▸ **Supplied material**
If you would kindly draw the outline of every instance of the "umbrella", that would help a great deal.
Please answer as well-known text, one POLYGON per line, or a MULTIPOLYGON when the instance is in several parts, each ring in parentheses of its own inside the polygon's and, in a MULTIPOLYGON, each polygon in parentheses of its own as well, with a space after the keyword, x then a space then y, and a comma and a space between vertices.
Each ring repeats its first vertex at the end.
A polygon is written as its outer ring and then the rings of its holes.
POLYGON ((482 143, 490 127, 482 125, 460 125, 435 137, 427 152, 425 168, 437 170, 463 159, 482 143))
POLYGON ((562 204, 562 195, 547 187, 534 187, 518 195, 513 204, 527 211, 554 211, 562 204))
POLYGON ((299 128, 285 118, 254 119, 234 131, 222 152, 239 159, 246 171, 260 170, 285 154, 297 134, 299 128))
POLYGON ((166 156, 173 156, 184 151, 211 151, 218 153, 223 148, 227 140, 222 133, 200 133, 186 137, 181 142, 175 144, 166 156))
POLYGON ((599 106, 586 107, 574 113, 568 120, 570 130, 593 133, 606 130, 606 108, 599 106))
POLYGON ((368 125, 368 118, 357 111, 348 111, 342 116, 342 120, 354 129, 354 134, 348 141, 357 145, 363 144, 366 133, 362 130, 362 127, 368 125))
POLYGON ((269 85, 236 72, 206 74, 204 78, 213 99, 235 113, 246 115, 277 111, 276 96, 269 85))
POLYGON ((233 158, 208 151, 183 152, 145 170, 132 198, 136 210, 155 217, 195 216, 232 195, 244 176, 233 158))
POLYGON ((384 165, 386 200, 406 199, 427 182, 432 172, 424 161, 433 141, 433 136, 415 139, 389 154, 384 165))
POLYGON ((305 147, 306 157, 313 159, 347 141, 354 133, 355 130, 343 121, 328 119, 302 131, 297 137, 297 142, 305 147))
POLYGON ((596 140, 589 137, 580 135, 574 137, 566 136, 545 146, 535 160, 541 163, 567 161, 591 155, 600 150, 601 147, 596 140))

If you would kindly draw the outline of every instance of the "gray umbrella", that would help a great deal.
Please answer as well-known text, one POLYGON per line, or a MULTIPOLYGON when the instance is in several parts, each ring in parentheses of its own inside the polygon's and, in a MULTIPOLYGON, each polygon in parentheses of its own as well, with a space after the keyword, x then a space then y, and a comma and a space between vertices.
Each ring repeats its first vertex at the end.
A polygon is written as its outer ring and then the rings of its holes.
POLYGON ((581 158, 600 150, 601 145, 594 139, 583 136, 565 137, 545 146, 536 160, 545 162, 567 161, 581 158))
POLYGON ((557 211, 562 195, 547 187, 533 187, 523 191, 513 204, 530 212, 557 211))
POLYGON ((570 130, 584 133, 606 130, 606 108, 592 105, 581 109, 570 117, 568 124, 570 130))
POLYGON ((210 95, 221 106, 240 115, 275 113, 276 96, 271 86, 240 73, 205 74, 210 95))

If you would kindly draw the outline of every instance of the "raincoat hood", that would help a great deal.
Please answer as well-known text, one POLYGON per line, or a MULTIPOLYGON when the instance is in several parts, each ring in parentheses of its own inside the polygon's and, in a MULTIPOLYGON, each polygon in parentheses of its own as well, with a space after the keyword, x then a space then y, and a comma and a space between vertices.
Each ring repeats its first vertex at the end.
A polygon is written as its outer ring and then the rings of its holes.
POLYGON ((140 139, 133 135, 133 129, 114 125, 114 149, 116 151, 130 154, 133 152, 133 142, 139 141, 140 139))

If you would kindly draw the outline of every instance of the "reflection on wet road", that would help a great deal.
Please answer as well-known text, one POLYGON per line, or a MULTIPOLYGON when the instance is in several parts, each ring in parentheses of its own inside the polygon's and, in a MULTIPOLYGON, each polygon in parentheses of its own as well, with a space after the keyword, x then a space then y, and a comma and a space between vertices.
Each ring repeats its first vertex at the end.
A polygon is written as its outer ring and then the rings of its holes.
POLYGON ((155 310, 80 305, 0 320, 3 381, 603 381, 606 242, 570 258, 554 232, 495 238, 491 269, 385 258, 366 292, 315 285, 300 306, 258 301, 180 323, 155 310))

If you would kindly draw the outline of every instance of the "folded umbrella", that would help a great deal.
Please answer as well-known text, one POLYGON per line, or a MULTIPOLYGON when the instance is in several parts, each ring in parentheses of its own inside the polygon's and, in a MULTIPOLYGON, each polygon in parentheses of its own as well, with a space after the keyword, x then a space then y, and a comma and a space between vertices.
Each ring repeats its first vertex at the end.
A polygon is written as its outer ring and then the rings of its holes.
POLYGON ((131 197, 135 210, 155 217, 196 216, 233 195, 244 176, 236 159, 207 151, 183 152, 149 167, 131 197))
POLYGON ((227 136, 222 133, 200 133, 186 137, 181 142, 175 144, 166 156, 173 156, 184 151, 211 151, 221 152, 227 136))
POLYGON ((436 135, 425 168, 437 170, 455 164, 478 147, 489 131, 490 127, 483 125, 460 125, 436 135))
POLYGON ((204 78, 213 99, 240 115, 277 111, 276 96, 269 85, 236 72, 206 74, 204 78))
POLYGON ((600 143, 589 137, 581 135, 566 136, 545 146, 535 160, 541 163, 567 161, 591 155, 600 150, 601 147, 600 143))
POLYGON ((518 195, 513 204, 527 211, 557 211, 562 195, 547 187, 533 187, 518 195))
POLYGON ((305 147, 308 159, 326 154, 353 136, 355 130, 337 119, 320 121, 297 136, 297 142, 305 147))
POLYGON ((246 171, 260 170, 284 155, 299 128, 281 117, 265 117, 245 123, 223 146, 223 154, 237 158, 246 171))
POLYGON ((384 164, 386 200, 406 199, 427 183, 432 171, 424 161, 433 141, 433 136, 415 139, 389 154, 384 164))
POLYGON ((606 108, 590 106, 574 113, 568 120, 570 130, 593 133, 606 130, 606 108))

▸ **Requirement**
Set every record down word for word, omitting none.

▸ **Solution below**
If you would kindly draw the outline of every instance of the "umbrella", that would help a great deal.
Please answer as well-known text, one POLYGON per line, or a MULTIPOLYGON when the instance is in several parts, each ring in parentheses of its own inside the polygon's and, in a MULTIPOLYGON, each polygon in parentheses of its own as well, with a space after the keyword, x then a space then y, and a comma and a space between vertices.
Each ring repeats its first vertex at the end.
A polygon is written as its outer ring and then the rings of its holes.
POLYGON ((482 143, 490 127, 482 125, 460 125, 435 137, 427 152, 425 168, 437 170, 463 159, 482 143))
POLYGON ((562 204, 562 195, 547 187, 534 187, 518 195, 513 204, 527 211, 554 211, 562 204))
POLYGON ((299 128, 285 118, 254 119, 234 131, 222 152, 239 159, 246 171, 260 170, 285 154, 297 134, 299 128))
POLYGON ((166 156, 173 156, 184 151, 211 151, 218 153, 223 148, 227 140, 222 133, 200 133, 186 137, 181 142, 175 144, 166 156))
POLYGON ((599 106, 586 107, 574 113, 568 120, 570 130, 593 133, 606 130, 606 108, 599 106))
POLYGON ((368 125, 368 118, 357 111, 348 111, 342 116, 342 120, 354 129, 354 134, 348 141, 357 145, 363 144, 366 133, 362 130, 362 127, 368 125))
POLYGON ((269 85, 236 72, 206 74, 204 78, 213 99, 235 113, 246 115, 277 111, 276 96, 269 85))
POLYGON ((233 158, 208 151, 183 152, 145 170, 132 198, 136 210, 155 217, 195 216, 232 195, 244 176, 233 158))
POLYGON ((384 165, 386 200, 406 199, 427 182, 432 172, 424 161, 433 141, 433 136, 415 139, 389 154, 384 165))
POLYGON ((305 147, 306 157, 313 159, 347 141, 354 133, 355 130, 343 121, 328 119, 302 131, 297 137, 297 142, 305 147))
POLYGON ((596 140, 589 137, 580 135, 574 137, 566 136, 545 146, 535 160, 541 163, 567 161, 591 155, 600 150, 601 147, 596 140))

If you would kindly draw the outline of every instance of the "gray umbrella", that would help a great deal.
Please answer as well-known text, one POLYGON per line, or a MULTIPOLYGON when the instance is in several parts, each ring in parentheses of its own inside the polygon's and, in a MULTIPOLYGON, each polygon in parentheses of its own as well, with a space after the keyword, x then a space then y, and a comma and a space between vertices.
Each ring repeats its first vertex at the end.
A polygon is written as its outer ring and then the rings of its holes.
POLYGON ((581 158, 600 150, 601 145, 594 139, 583 136, 565 137, 545 146, 536 160, 545 162, 567 161, 581 158))
POLYGON ((557 211, 562 195, 547 187, 533 187, 523 191, 513 204, 530 212, 557 211))
POLYGON ((570 130, 584 133, 606 130, 606 108, 592 105, 581 109, 570 117, 568 124, 570 130))
POLYGON ((210 95, 221 106, 240 115, 275 113, 276 96, 271 86, 240 73, 205 74, 210 95))

If you would kindly draw the outline of every instance of the "raincoat hood", that would help a great deal.
Please answer as well-known text, one POLYGON per line, or a MULTIPOLYGON when the instance is in several parts, each ring in parentheses of its own inside the polygon's and, in a MULTIPOLYGON, each polygon in parentheses of its own as well, with a space after the keyword, x then a space then y, and a comma and a space between vertices.
Each ring repeats its first vertex at the end.
A polygon is written as its outer ring and then the rings of its holes.
POLYGON ((140 139, 133 135, 133 129, 114 125, 114 149, 116 151, 130 154, 133 152, 133 142, 139 141, 140 139))

If you would kindly draw the outline of every instance of the "reflection on wet road", that would help a great deal.
Please answer as well-known text, one POLYGON per line, or a MULTIPOLYGON when the instance is in several parts, each ring in parentheses of its own inside the polygon's and, in a MULTIPOLYGON, each polygon in parentheses of its own as well, with a space after the keyword, x then a space then y, and a comma and a space between vertices.
Each ring repeats its first vertex at the end.
A polygon is written as its outer ring and then the rings of its holes.
POLYGON ((155 310, 80 305, 0 320, 3 381, 603 381, 606 242, 570 258, 554 232, 495 238, 491 269, 385 258, 366 292, 315 285, 300 306, 258 301, 180 323, 155 310))

If you would kindly draw the outline of every instance of the "folded umbrella", that would help a great deal.
Please answer as well-known text, one POLYGON per line, or a MULTIPOLYGON when the instance is in several parts, each ring in parentheses of its own inside the polygon's and, in a MULTIPOLYGON, each polygon in parentheses of its own as well, with a space after the keyword, x then a space then y, and a comma and a space between vertices.
Each ring repeats its first vertex at the end.
A polygon is written as its outer ring and then the rings of its holes.
POLYGON ((131 197, 135 210, 155 217, 196 216, 233 195, 244 176, 236 159, 207 151, 183 152, 149 167, 131 197))
POLYGON ((227 136, 222 133, 200 133, 186 137, 181 142, 175 144, 166 156, 173 156, 184 151, 211 151, 221 152, 227 136))
POLYGON ((436 135, 425 168, 437 170, 455 164, 478 147, 489 131, 490 127, 483 125, 460 125, 436 135))
POLYGON ((204 78, 213 99, 240 115, 277 111, 276 96, 269 85, 236 72, 206 74, 204 78))
POLYGON ((600 143, 589 137, 581 135, 566 136, 545 146, 535 160, 541 163, 567 161, 591 155, 600 150, 601 147, 600 143))
POLYGON ((518 195, 513 204, 527 211, 557 211, 562 195, 547 187, 533 187, 518 195))
POLYGON ((305 147, 308 159, 326 154, 353 136, 355 130, 337 119, 320 121, 297 136, 297 142, 305 147))
POLYGON ((246 171, 260 170, 284 155, 299 128, 281 117, 265 117, 245 123, 223 146, 223 154, 237 158, 246 171))
POLYGON ((384 164, 386 200, 406 199, 427 183, 432 171, 424 161, 433 141, 433 136, 415 139, 389 154, 384 164))
POLYGON ((606 108, 590 106, 574 113, 568 120, 570 130, 593 133, 606 130, 606 108))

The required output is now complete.